=== MATERIAL TO PROCESS ===
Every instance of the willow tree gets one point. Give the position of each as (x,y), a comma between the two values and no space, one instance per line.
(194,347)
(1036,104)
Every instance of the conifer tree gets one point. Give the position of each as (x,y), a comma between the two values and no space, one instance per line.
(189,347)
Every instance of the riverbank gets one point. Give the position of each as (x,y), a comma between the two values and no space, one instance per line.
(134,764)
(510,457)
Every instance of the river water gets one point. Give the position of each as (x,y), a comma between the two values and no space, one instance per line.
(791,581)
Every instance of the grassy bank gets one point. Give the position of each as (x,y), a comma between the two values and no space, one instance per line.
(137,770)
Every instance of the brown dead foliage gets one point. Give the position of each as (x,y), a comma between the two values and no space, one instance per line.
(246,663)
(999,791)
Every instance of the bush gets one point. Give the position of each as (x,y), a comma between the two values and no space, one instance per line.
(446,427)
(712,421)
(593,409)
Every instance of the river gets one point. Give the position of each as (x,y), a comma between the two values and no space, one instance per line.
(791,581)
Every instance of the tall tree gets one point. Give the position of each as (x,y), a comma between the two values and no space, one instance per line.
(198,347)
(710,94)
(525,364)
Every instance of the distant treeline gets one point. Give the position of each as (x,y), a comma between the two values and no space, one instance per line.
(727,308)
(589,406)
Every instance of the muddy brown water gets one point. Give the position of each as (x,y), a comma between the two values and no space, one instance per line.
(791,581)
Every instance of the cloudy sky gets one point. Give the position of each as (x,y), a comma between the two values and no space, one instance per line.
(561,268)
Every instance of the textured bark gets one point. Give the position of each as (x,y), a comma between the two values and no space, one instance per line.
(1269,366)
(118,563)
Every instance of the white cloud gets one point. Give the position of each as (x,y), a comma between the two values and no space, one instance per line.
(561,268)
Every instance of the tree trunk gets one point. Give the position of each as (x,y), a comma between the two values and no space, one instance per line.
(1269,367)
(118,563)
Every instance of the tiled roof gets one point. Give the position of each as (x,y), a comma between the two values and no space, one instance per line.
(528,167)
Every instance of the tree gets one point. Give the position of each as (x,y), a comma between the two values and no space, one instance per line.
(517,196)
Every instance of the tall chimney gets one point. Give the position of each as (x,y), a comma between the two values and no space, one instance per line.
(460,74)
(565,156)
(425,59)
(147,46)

=== EXERCISE BRIEF ===
Write out all the records again, exactly as they appear.

=== RESULT ===
Every instance of the willow tree gets one point. Give the position of each as (x,y), a comma between the two values and no space, one instance per line.
(194,347)
(1036,104)
Every instance of the conifer tree gets one point. Give the position of each as (x,y), a comma between the two values and no space, one instance per line.
(189,347)
Every instance of the riverbank gets one point. Give the position of each as (x,y), a comma between the two values and no space, one instance per line.
(134,764)
(510,457)
Every instance of the river water gets one point. Give the position of each as (x,y), a comma between the two values and no space, one instance per line.
(791,581)
Every instance of the grassy bank gets one point. Give the position of each as (x,y), a comma between the two values and no space, one instance per line.
(137,770)
Every instance of the brown dead foliage gets one point. Give the position of each as (x,y), a comma between the two values and no space, one instance per line.
(246,663)
(999,791)
Every instance of the bush gets one point. Give the position of each as (x,y), a comma between the two values and no space, one instance per line.
(446,427)
(712,421)
(593,409)
Every instance of the river gets one point. Give the position of each as (x,y), a comma between the two values and no space, one instance per line.
(791,581)
Every instance of the tall tree gets one point. Give the position of each as (x,y), a comma between the two values and no space, one instance per line.
(198,347)
(710,94)
(525,364)
Every instance of the distant treeline gets one point. Give the position of each as (x,y), a comma between the two values and no space, one instance per line.
(727,308)
(589,406)
Every instance of the muddy brown water gets one point. Give the position of each as (x,y), a comma between the two values and no space, one instance per line.
(791,581)
Every instance of the cloudy sky gets one point. Give the position of each as (x,y), a comma between the two values and no space, one instance per line.
(561,268)
Every instance of the textured bark gets one point. Give the position of each as (x,y), a comma between the two values and no space, one instance per line.
(1269,366)
(118,563)
Every instance of the white cloud gets one point. Give the position of each as (x,y), a comma between the two values and no space, one instance per line.
(561,268)
Every instance of the tree trunk gets one point. Give the position of each as (x,y), a comma between the two values and no space, one instance per line.
(1269,367)
(118,563)
Every instance of the tiled roof gets one point. Give the position of each as (x,y), a comma between the two values and no space, one instance per line.
(528,167)
Every instance of the tree gets one point. Give the position of each as (x,y), a comma between the two values and no space, one instance per line.
(517,196)
Every instance of the tall chimney gets one point. Give the position of each as (x,y), a comma between the two values and no space, one instance per line.
(460,74)
(565,156)
(425,59)
(147,46)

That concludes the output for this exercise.